------ GIVEN DATA ------

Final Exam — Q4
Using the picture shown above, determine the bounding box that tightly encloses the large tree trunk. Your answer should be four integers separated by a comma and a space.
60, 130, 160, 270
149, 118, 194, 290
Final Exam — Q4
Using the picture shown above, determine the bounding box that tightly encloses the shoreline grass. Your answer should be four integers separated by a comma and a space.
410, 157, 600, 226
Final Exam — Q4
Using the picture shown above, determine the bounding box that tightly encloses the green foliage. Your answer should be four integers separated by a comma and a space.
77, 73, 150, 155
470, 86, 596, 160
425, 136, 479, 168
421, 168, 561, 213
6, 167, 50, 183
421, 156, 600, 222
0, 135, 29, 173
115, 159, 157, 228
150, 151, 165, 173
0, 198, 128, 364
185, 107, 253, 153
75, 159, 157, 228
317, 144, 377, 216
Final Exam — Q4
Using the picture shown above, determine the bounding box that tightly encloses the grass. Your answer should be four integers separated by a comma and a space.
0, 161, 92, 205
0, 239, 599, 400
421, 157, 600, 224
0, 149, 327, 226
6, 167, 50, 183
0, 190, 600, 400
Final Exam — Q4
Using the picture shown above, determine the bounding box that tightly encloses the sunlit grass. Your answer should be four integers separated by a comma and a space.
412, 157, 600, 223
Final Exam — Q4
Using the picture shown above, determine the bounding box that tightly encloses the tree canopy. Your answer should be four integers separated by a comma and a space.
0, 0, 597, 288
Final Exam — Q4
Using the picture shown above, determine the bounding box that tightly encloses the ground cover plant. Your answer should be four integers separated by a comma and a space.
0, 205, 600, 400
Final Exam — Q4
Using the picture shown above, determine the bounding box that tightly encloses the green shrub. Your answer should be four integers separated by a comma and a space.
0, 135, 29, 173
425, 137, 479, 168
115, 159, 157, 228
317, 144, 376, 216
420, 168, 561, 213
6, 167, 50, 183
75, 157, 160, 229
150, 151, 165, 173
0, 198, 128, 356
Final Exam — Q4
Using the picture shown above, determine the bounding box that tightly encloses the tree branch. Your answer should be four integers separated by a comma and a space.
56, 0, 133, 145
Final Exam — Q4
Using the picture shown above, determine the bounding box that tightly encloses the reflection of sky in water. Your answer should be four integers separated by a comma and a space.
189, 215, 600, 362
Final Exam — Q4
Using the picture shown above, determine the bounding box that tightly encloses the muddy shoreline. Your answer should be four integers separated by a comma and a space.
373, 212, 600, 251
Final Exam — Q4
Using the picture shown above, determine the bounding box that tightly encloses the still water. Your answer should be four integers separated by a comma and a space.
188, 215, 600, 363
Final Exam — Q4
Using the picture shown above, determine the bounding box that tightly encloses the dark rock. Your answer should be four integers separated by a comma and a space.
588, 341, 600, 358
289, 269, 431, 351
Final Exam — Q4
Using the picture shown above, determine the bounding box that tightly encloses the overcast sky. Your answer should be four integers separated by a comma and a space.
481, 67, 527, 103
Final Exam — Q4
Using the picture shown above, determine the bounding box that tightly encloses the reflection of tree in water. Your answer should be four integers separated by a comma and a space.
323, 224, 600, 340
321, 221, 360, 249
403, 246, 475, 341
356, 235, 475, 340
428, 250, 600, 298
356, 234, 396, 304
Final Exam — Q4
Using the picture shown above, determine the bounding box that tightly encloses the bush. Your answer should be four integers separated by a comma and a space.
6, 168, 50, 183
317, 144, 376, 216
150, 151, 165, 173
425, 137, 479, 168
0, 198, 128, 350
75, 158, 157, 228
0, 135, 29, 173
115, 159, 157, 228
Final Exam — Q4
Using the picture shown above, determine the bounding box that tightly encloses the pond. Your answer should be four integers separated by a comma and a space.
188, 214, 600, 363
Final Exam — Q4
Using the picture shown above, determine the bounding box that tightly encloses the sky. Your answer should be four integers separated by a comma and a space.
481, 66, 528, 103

------

▶ _GIVEN INSTRUCTION_: Reproduce all of the material above, word for word, without changing anything.

▶ _EXERCISE OUTPUT_:
Final Exam — Q4
Using the picture shown above, determine the bounding box that tightly encloses the large tree trunk. Your answer should be four integers separated by a comma and a space.
60, 130, 160, 270
149, 118, 194, 290
Final Exam — Q4
Using the picture shown above, determine the bounding box that tightly encloses the shoreline grass. Your answer should be four integers separated by a comma and a space.
410, 157, 600, 226
Final Exam — Q4
Using the picture shown above, determine the bounding box that tightly encloses the green foliage. Your answer should be four integers separated by a comma and a space.
77, 73, 150, 155
470, 86, 596, 160
425, 136, 479, 168
421, 168, 561, 213
6, 167, 50, 183
421, 156, 600, 222
0, 135, 29, 173
115, 159, 157, 228
150, 151, 165, 173
0, 198, 128, 364
185, 107, 253, 153
75, 159, 157, 228
317, 144, 377, 216
Final Exam — Q4
Using the picture shown above, determine the bounding box that tightly encloses the grass. Your answer should be four integers separated by a comma and a space.
0, 161, 92, 205
0, 239, 599, 400
421, 157, 600, 224
0, 149, 327, 226
6, 167, 50, 183
0, 190, 600, 400
Final Exam — Q4
Using the picture shown above, determine the bounding box that tightly encloses the sunlit grass. Your answer should be four integers separated by a comma and a space.
412, 157, 600, 223
Final Exam — Q4
Using the picture shown above, determine the bounding box that tightly encloses the tree canopy. Your answer should be four integers separated by a comma and a space.
0, 0, 597, 288
Final Exam — Q4
Using the picture shown above, determine the bounding box that tightly encloses the ground cover plant. Your answer should be four integers separated by a comma and a space.
0, 205, 600, 400
Final Exam — Q4
Using the picture shown above, determine the bounding box that tightly encloses the green shrub. Your answer should be four integers separated by a comma and a space.
0, 135, 29, 173
425, 137, 479, 168
115, 159, 157, 228
317, 144, 376, 216
420, 168, 561, 213
6, 167, 50, 183
75, 157, 160, 229
150, 151, 165, 173
0, 198, 128, 356
Final Exam — Q4
Using the picture shown above, determine the bounding box that tightly encloses the tree branch. Your answer should be four integers separated by a comma and a space.
56, 0, 133, 145
Final Exam — Q4
Using the picture shown above, determine the bounding box that tightly encloses the reflection of sky in water. Your answer should be four integers separated by a comma and a space.
189, 215, 600, 362
Final Exam — Q4
Using the picture shown above, determine the bounding box that tightly encloses the muddy shoreline. Your answer should be four integers separated by a comma and a space.
373, 212, 600, 251
Final Exam — Q4
Using the picture shown above, determine the bounding box that tightly encloses the still water. Your answer should be four integers separated by a comma and a space.
188, 215, 600, 363
Final Exam — Q4
Using the picture shown above, determine the bounding box that tightly encloses the dark rock. Your answer should be four integers separated by a comma and a space.
588, 341, 600, 358
289, 269, 431, 351
Final Exam — Q4
Using the picture shown above, determine the bounding box that tightly encloses the overcast sky. Your answer should be four integers separated by a comma and a space.
481, 67, 527, 103
Final Exam — Q4
Using the picture shown above, determine the bounding box that tightly encloses the reflection of tree in water. Your answer should be four integers separated by a comma and a space.
323, 224, 600, 340
321, 221, 360, 249
403, 246, 475, 341
356, 235, 475, 340
428, 250, 600, 298
356, 234, 396, 304
Final Exam — Q4
Using the picture shown above, determine the bounding box that tightly encloses the bush. Your answer should be four integers separated by a comma and a space.
6, 168, 50, 183
317, 144, 376, 216
150, 151, 165, 173
425, 137, 479, 168
0, 198, 128, 350
75, 158, 157, 228
0, 135, 29, 173
115, 159, 157, 228
Final Exam — Q4
Using the picture shown above, determine the bounding box that tightly encloses the pond. Your answer should be four integers separated by a comma and a space.
188, 214, 600, 363
Final Exam — Q4
Using the picture shown above, determine the bounding box that tightly encloses the sky. Your answer should be four integers separated by a comma and a space.
481, 66, 528, 103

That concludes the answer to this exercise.